The data:
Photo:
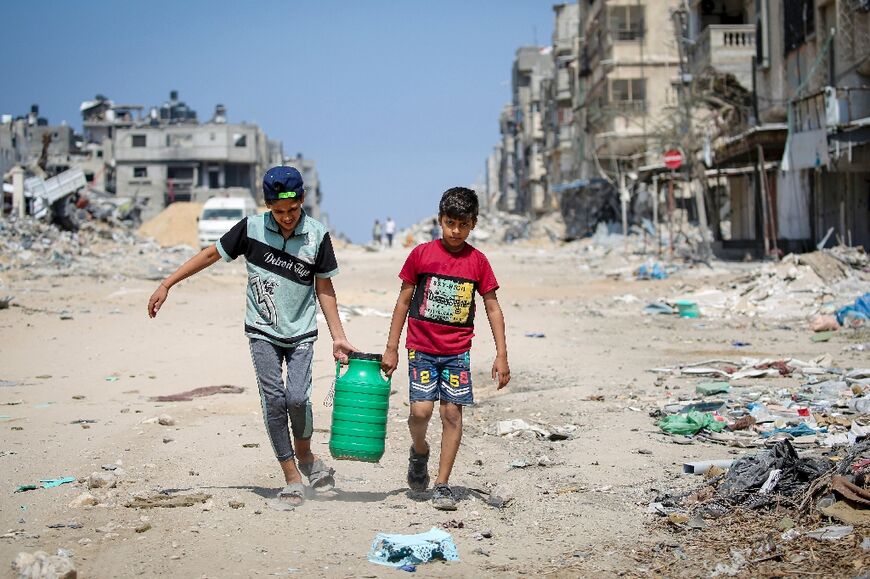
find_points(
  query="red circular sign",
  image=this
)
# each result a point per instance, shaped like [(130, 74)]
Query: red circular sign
[(673, 159)]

Required action: Only the pictures are to be omitted; the records above must otherwise be reproduced exactly.

Exercise response:
Photo:
find_points(
  query="red circular sign",
  image=this
)
# each result a point per instance, shaped like [(130, 74)]
Query: red circular sign
[(673, 159)]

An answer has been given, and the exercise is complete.